-- start Record set --
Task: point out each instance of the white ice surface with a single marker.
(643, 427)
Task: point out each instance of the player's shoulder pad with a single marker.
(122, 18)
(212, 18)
-- end Record set --
Aim of the exercise:
Extract every item above verbatim, reproducing each line without any change.

Answer below:
Task: point out each instance of the white ice surface with a single marker.
(643, 427)
Task: point out each instance of the player's shoulder pad with a single marker.
(122, 18)
(212, 18)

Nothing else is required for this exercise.